» EXCERPT PROVIDED
──────────

What Are AI Agents?

Core Capabilities of Modern Agents

11m read

Core Capabilities of Modern Agents

Modern AI agents derive their power from a set of core capabilities that, when combined, enable them to tackle tasks of surprising complexity. Understanding these capabilities — and their current limitations — is essential for designing agents that work reliably in practice.

1. Natural Language Understanding and Generation

The foundation of every LLM-based agent is its ability to understand ambiguous, open-ended instructions and produce coherent, contextually appropriate responses. This means:

  • Interpreting vague goals ("make this code better") and resolving them into actionable steps
  • Understanding tool output that may be noisy, partial, or in unexpected formats
  • Generating structured outputs (JSON, code, SQL) as well as prose explanations

2. Tool Use (Function Calling)

Tools extend an agent beyond pure text generation. Common categories include:

Tool CategoryExamples
Information retrievalWeb search, database query, document retrieval
ComputationCode interpreter, calculator, data analysis
CommunicationEmail, Slack, webhook calls
File operationsRead/write files, create spreadsheets
Agent spawningDelegating subtasks to sub-agents
# Example: defining a tool for the agent to use
tools = [
    {
        "type": "function",
        "function": {
            "name": "search_web",
            "description": "Search the web for current information on any topic.",
            "parameters": {
                "type": "object",
                "properties": {
                    "query": {
                        "type": "string",
                        "description": "The search query to execute"

──────────

» MATERIAL PROVIDED
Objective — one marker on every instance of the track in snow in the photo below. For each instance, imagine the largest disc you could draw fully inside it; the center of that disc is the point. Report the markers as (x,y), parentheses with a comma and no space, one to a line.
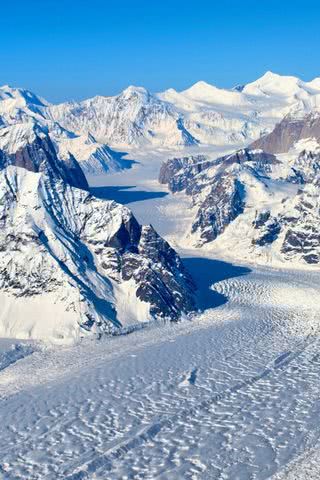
(231,395)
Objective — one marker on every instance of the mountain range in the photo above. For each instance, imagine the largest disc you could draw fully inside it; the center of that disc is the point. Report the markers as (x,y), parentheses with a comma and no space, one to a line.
(72,264)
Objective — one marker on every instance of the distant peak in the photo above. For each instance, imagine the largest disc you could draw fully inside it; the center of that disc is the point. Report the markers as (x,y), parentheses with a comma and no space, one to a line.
(201,85)
(132,89)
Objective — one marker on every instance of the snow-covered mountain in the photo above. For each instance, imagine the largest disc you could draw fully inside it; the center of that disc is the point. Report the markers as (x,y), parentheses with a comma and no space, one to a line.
(69,262)
(254,204)
(18,106)
(202,114)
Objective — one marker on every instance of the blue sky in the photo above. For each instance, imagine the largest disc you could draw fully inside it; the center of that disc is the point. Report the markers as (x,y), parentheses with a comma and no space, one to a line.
(75,49)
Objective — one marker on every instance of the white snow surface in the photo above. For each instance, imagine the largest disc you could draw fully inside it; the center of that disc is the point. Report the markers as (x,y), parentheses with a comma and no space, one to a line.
(232,394)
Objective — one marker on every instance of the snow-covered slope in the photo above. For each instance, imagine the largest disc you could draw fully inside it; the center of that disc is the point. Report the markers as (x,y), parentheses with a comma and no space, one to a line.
(18,106)
(135,117)
(69,263)
(254,205)
(201,114)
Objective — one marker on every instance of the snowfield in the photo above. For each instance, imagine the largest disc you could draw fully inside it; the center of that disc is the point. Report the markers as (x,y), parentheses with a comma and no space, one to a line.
(232,391)
(231,394)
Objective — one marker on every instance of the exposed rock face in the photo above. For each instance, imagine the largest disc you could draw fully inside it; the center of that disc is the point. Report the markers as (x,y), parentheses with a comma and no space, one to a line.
(214,186)
(178,173)
(302,237)
(253,204)
(135,117)
(223,203)
(83,263)
(289,131)
(28,146)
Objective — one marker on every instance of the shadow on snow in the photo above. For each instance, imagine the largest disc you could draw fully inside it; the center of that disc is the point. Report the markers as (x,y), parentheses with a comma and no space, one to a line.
(206,272)
(124,194)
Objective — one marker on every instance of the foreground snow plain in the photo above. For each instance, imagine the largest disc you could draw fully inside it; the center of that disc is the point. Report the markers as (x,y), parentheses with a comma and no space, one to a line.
(231,394)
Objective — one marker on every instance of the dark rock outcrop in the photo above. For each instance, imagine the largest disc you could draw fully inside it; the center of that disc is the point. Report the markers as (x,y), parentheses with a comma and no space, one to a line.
(36,153)
(288,132)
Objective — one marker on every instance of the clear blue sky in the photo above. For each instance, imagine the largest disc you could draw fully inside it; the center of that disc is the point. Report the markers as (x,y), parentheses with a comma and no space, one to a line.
(74,49)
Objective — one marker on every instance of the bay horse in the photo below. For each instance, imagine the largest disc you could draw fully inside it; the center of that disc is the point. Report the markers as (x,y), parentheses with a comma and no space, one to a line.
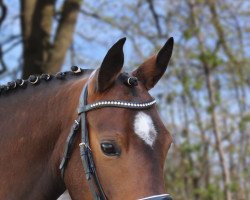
(123,142)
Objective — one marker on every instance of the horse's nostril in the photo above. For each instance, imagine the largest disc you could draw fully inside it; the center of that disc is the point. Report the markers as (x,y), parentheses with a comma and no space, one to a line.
(158,197)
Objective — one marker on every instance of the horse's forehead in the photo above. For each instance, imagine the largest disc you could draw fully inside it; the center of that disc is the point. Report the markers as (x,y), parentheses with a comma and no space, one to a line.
(144,128)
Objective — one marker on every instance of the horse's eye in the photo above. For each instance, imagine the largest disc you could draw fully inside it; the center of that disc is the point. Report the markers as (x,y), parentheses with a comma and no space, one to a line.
(110,149)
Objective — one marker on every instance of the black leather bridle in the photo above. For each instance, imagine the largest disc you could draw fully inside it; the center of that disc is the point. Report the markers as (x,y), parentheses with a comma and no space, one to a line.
(85,150)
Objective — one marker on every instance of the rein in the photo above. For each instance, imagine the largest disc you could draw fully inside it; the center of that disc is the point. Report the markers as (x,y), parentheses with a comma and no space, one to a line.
(85,150)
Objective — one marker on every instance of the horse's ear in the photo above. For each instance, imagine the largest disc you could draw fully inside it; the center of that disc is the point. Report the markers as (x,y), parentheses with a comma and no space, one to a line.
(150,72)
(111,66)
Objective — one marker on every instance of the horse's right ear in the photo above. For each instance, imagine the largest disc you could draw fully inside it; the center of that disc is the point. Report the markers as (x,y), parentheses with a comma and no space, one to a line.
(150,72)
(111,66)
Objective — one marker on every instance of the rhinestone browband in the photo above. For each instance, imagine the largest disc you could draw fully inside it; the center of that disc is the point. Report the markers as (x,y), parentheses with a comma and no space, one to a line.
(116,103)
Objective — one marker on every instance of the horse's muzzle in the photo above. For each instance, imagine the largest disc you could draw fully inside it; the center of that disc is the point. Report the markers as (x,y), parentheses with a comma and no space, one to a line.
(158,197)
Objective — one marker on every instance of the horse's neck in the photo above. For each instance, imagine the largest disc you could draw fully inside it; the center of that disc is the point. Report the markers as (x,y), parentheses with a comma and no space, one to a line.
(33,130)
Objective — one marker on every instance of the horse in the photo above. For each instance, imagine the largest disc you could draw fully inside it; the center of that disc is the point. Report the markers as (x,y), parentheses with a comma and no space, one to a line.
(106,113)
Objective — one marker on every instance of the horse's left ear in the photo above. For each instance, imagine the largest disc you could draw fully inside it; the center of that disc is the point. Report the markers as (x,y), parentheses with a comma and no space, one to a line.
(110,67)
(150,72)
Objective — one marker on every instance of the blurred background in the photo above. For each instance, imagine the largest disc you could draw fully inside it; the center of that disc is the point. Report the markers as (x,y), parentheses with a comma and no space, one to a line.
(204,97)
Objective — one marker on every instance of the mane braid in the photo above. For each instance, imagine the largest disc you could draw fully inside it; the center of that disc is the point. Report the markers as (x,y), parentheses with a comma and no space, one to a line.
(36,79)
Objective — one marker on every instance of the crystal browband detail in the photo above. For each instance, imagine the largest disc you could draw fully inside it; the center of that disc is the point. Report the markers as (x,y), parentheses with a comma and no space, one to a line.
(116,103)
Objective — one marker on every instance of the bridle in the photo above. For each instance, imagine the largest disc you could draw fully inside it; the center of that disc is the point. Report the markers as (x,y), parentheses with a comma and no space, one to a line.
(85,150)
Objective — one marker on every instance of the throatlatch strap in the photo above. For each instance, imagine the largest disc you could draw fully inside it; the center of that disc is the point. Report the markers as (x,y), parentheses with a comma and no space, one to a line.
(69,146)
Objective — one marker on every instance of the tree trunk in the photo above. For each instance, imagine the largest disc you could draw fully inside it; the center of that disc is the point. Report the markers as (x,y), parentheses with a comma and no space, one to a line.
(40,55)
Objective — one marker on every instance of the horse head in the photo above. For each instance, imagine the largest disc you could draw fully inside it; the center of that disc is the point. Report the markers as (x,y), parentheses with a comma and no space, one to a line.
(128,142)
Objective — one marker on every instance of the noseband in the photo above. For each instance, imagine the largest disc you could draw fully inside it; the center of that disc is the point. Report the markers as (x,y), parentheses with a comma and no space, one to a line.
(85,150)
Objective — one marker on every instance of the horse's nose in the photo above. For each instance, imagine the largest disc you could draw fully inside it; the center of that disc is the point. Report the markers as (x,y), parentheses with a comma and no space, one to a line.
(158,197)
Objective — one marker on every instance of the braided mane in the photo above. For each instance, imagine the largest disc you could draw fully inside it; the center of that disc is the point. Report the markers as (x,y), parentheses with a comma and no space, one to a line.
(36,79)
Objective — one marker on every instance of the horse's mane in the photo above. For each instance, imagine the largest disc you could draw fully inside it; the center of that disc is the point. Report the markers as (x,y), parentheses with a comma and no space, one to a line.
(38,79)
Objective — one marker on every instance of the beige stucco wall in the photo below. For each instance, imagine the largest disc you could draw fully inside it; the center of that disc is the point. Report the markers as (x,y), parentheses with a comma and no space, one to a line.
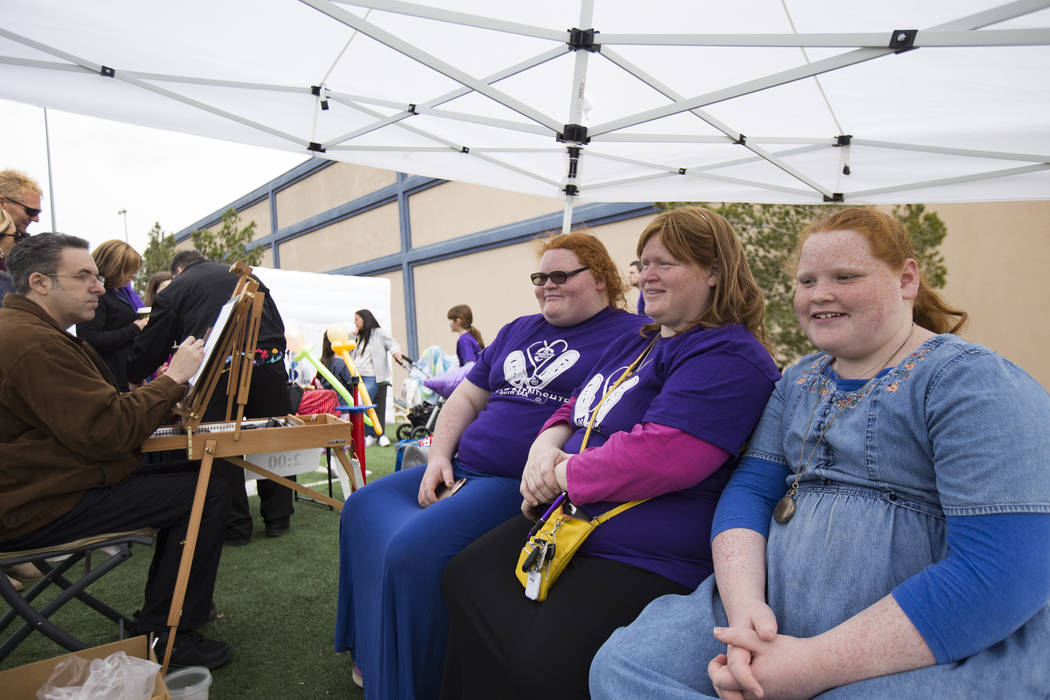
(996,256)
(455,209)
(331,187)
(260,214)
(370,235)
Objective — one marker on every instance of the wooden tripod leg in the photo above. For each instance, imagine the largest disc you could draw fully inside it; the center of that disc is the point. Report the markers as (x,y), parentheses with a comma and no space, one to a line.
(295,486)
(355,476)
(182,580)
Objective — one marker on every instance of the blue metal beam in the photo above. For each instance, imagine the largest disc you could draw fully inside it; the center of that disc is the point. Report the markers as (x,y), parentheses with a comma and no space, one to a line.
(593,214)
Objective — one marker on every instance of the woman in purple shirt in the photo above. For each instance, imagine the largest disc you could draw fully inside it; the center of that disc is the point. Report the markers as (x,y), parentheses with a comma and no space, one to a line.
(398,533)
(670,433)
(470,343)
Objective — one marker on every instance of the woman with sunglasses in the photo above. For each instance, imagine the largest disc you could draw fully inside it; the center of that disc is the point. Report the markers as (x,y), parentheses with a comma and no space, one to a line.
(665,415)
(887,533)
(398,533)
(116,324)
(7,240)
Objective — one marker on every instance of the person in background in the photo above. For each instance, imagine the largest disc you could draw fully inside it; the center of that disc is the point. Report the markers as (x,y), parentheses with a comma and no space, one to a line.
(335,364)
(398,533)
(669,432)
(633,274)
(190,305)
(470,343)
(158,282)
(20,197)
(116,324)
(8,236)
(887,532)
(69,442)
(371,356)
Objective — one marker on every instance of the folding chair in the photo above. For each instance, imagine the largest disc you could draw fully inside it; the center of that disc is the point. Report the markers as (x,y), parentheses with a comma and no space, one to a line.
(55,574)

──────────

» SET OF TASKS
A: Does each of the statements below agree with the page on core capabilities of modern agents? Answer yes or no for each and quote the deciding words of the page.
(i) Agents are expected to generate only prose explanations, not structured outputs.
(ii) Tool output that an agent must understand may be noisy, partial, or in unexpected formats.
(iii) Understanding the current limitations of agent capabilities is treated as optional for building reliable agents.
B: Carry the page on core capabilities of modern agents forward from the point where it stops.

» TASK ANSWERS
A:
(i) No: "Generating structured outputs (JSON, code, SQL) as well as prose explanations"
(ii) Yes: "Understanding tool output that may be noisy, partial, or in unexpected formats"
(iii) No: "Understanding these capabilities — and their current limitations — is essential for designing agents that work reliably in practice."

B:
                    }
                },
                "required": ["query"]
            }
        }
    }
]

3. Multi-Step Planning

Rather than solving a problem in one shot, agents can break complex tasks into steps, execute them in sequence (or parallel), and adapt the plan based on intermediate results. This is what allows an agent to handle tasks like:

  • "Research competitor pricing, analyze the data, and draft a pricing strategy memo"
  • "Find all failing tests in this repository, diagnose the root causes, and fix them"

4. Memory Management

Agents maintain different types of memory:

  • Working memory: The current conversation and task context (in the context window)
  • Episodic memory: Records of past interactions (stored externally, retrieved as needed)
  • Semantic memory: A knowledge base the agent can query (vector store or database)

Managing what goes into context and what gets stored externally is one of the key engineering challenges in agent design.

5. Self-Monitoring and Error Recovery

Capable agents don't just barrel forward when something goes wrong. They:

  • Detect when a tool call returns an error or unexpected result
  • Reason about why it went wrong
  • Try an alternative approach
  • Know when to escalate to a human rather than keep trying

Current Limitations

Being honest about limitations is as important as understanding capabilities:

  • Context window limits: Agents can lose track of early task context on very long tasks
  • Hallucination: LLMs can confidently generate incorrect information, especially about factual details
  • Tool reliability: Agents are only as reliable as their tools — a flaky API makes for a flaky agent
  • Cascading errors: Mistakes early in a multi-step task can compound into larger failures later

Understanding these limitations shapes how you design safeguards: human-in-the-loop checkpoints for high-stakes actions, output validation before acting on agent results, and conservative max-iteration limits.